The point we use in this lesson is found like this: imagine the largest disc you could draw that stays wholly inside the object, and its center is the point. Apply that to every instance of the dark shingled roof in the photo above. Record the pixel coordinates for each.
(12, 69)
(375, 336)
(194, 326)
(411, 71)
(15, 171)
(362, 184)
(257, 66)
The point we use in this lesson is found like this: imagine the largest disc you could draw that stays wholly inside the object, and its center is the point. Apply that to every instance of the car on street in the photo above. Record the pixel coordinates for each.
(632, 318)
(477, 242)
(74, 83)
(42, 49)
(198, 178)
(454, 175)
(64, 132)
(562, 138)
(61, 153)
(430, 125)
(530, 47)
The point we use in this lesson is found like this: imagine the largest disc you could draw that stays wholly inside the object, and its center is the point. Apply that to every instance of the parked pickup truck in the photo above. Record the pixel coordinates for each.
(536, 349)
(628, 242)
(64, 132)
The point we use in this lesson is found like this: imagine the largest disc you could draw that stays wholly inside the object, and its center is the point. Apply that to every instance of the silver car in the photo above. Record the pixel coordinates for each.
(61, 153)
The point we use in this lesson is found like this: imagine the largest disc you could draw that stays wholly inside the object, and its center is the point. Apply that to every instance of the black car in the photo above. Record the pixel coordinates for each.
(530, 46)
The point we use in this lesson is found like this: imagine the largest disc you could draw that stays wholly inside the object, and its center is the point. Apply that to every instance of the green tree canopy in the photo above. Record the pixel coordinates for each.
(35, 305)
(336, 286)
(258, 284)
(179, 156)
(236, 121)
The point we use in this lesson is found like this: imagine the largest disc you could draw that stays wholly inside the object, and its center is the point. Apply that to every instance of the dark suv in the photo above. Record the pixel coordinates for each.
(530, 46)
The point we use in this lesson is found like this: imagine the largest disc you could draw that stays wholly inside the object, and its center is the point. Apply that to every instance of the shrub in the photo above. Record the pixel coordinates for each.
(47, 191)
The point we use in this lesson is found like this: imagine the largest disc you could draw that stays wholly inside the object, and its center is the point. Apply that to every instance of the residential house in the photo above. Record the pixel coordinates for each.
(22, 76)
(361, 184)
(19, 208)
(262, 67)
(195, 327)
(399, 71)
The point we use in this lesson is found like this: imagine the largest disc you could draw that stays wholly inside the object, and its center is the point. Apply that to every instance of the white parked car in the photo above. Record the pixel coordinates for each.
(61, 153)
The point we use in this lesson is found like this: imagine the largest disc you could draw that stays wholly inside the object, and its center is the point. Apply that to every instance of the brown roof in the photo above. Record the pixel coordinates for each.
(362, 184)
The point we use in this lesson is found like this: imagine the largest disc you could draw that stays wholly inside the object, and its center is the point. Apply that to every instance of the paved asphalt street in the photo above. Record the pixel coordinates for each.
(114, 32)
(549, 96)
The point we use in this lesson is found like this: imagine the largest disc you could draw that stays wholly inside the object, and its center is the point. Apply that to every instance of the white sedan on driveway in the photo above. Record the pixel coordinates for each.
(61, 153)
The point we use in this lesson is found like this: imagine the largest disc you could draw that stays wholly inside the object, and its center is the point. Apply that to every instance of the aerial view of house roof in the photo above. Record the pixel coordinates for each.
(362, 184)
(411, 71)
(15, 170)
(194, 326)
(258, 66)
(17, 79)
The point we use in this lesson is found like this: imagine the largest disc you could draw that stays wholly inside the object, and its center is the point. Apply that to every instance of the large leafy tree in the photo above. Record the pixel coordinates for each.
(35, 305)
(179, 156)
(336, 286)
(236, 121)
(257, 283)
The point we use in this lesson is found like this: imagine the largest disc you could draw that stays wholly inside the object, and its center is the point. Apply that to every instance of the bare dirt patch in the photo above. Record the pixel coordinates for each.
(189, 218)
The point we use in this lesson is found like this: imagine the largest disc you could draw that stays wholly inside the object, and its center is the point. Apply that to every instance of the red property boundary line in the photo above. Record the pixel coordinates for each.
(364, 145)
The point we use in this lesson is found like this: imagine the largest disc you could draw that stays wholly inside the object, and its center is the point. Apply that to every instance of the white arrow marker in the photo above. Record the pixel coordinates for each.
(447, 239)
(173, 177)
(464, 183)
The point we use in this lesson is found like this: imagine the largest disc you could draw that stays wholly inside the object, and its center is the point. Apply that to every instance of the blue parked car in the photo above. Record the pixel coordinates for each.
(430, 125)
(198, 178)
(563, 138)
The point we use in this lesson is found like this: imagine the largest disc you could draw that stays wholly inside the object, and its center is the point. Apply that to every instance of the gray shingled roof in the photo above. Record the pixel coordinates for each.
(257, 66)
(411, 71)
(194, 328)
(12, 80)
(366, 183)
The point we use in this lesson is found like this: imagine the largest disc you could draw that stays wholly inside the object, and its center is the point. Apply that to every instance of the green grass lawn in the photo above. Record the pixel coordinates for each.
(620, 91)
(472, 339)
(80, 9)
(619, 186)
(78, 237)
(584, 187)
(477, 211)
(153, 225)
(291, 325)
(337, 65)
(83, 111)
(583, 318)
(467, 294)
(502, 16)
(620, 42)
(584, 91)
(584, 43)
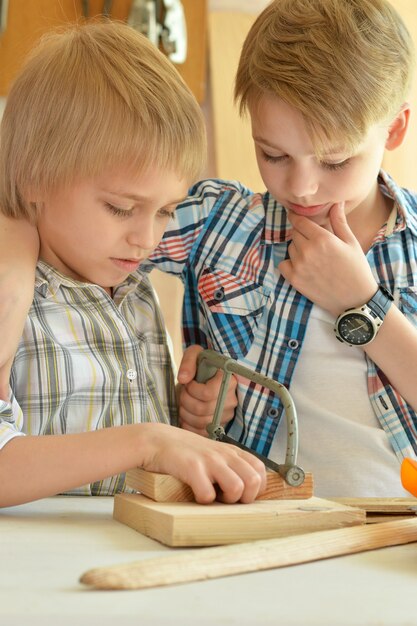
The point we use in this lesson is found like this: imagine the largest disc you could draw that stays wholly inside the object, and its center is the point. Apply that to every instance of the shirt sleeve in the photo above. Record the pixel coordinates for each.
(190, 220)
(11, 420)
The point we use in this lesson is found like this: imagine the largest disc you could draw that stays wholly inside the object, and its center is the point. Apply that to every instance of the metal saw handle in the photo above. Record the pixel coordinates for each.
(208, 362)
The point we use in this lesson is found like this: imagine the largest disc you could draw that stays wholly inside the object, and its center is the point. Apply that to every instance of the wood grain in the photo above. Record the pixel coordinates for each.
(192, 524)
(164, 488)
(381, 505)
(223, 561)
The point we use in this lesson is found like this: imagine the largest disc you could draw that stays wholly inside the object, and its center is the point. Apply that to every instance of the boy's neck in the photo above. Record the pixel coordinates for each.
(368, 218)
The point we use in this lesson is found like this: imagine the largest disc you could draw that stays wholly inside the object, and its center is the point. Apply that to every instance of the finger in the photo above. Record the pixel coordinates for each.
(252, 474)
(196, 399)
(188, 366)
(192, 429)
(304, 226)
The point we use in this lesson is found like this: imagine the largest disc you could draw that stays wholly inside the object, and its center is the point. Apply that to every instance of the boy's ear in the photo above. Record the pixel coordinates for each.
(398, 128)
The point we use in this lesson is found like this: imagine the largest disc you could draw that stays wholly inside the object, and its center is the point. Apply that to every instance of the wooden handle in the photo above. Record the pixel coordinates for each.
(234, 559)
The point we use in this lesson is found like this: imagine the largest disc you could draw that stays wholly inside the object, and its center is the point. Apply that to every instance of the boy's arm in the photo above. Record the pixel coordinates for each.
(331, 269)
(19, 247)
(41, 466)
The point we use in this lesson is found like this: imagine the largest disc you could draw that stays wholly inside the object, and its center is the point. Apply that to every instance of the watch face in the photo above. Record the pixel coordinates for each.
(356, 329)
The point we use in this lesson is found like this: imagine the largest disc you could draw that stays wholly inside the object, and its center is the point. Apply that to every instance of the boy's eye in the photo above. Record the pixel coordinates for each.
(169, 213)
(117, 210)
(273, 159)
(334, 166)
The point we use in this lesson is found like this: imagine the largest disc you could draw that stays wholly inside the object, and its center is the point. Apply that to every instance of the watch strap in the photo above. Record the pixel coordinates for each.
(380, 302)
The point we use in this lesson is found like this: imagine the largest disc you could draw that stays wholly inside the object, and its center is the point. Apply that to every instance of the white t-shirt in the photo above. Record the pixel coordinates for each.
(340, 439)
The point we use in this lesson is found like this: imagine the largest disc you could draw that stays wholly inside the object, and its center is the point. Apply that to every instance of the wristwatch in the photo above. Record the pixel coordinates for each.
(359, 326)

Work to do:
Please rescale the material from the line with "the white t-shirt" up to and including its final line. Write out every one of those lines again with the wording unchanged, but multiply each coordinate in the answers by 2.05 and round it to a whole number, with halves rounded up.

Task answer:
The point we use in this lesson is found like this: imagine the largest disc you could draw that stays wholly inside the object, and its center is the point. Apply that to every instance of the white t-shirt in the photo above. Record the pixel coordinates for each.
(697, 900)
The point we use in this lesson is found like this: imagine the largest disc you could draw that stays wholly inside the object, and its center is the point. Apply that to every instance of the wristwatch in the photo above. Record the pixel coordinates for each.
(736, 668)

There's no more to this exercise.